Given passage =>
....

Does this cast doubt on the likelihood that Christian Jews could have made any headway by making such appeals, to Jesus' rule miracles? No; it is entirely possible that Christian claims helped turn the rabbis in the direction they took. Note that Eliezer does what Jesus tells the disciples they can do in Luke 17:6, "If you had faith as a grain of mustard seed, you would say to this mulberry tree, 'Be uprooted and planted in the sea!' and it would obey you." Eliezer also duplicated the feat promised by the messiah Theudas, that, like Joshua, he would make the Jordan turn round so his followers might cross dryshod (Josephus, Antiquities of the Jews XX, V, 1). Similarly, Eliezer performed a version of the miracle promised by the Egyptian messiah mentioned by Luke (Acts 21:38) and Josephus (Antiquities XX, IX, 6), who told his followers he would, again like Joshua, cause the walls of Jerusalem to fall down like those of Jericho.

From some of the healing stories in the Gospel of John (5:8-10; 9:13-14 ff) we might deduce that, as in the Synoptics, Jesus' rulings on what types of action were permissible on the Sabbath were rather liberal and offended some. It is interesting that, though legal appeal to miracles carried no weight in emerging rabbinism, a more liberal, Hillelite view of many issues, such as Jesus is shown advocating in the gospels, became the mainstream. And this is something worth remembering in what follows.

At this early stage, the Johannine Christians would have had a strong sense of group identity, and that would have included their heritage as Jews, as members of the synagogue. Their reformist activities, pursuing their halachic agenda, signify both a strong subgroup identity and a strong sense of belonging to the larger synagogue identity. Rather than splitting off, which would mean a higher valuation of subgroup identity, they sought to influence a larger group for which they still felt proprietary responsibility. And yet, to use Mary Douglas's terms, the Johannine group would also have been considered "low grid," i.e., governed by a fairly loose set of codes, rules,

.6 The walls between them and other groups were not very high or thick. Movement between the Johannine Jewish Christians and outsiders was still readily possible. They did not regard those without loyalty to Jesus as unbelievers or "the unsaved." Nor would they have been regarded as heretics or apostates by those not of their number. All would have seen themselves and their rivals as good Jews, even if out-of-step.

....

Data rows =>
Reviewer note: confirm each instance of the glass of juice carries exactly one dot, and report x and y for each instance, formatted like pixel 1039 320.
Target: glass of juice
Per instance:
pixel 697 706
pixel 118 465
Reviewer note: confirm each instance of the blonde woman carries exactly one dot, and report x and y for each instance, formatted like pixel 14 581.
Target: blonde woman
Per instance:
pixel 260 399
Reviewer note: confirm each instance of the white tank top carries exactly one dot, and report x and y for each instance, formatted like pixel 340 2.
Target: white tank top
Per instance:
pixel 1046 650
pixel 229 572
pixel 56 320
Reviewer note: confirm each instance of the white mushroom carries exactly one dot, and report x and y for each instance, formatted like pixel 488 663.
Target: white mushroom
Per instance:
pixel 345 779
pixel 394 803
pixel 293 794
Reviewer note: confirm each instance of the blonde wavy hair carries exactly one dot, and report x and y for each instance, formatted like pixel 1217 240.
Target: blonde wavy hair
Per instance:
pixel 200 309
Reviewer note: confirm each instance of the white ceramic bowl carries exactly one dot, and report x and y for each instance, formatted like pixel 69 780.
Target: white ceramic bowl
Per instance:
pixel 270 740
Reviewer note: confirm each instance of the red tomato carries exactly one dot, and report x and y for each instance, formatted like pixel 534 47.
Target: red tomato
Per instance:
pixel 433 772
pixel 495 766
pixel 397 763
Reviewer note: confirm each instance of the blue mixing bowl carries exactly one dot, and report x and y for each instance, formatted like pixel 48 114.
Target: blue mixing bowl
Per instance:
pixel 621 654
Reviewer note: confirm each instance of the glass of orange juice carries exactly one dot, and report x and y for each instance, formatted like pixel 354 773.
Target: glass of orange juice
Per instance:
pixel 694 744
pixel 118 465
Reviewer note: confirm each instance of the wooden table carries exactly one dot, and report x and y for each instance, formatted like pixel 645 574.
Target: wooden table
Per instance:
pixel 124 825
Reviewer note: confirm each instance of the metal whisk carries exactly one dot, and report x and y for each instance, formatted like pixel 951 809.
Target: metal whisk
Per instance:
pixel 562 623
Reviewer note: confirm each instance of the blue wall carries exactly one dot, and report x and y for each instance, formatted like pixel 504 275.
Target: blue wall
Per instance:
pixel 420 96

....

Challenge A =>
In the passage on Johannine Christians, reproduce everything from "From some of" down to "in what follows.".
Challenge B =>
Render this sentence from the passage on Johannine Christians into Spanish: "Movement between the Johannine Jewish Christians and outsiders was still readily possible."

Exercise solution A =>
From some of the healing stories in the Gospel of John (5:8-10; 9:13-14 ff) we might deduce that, as in the Synoptics, Jesus' rulings on what types of action were permissible on the Sabbath were rather liberal and offended some. It is interesting that, though legal appeal to miracles carried no weight in emerging rabbinism, a more liberal, Hillelite view of many issues, such as Jesus is shown advocating in the gospels, became the mainstream. And this is something worth remembering in what follows.

Exercise solution B =>
El movimiento entre los judeocristianos joánicos y los de fuera seguía siendo fácilmente posible.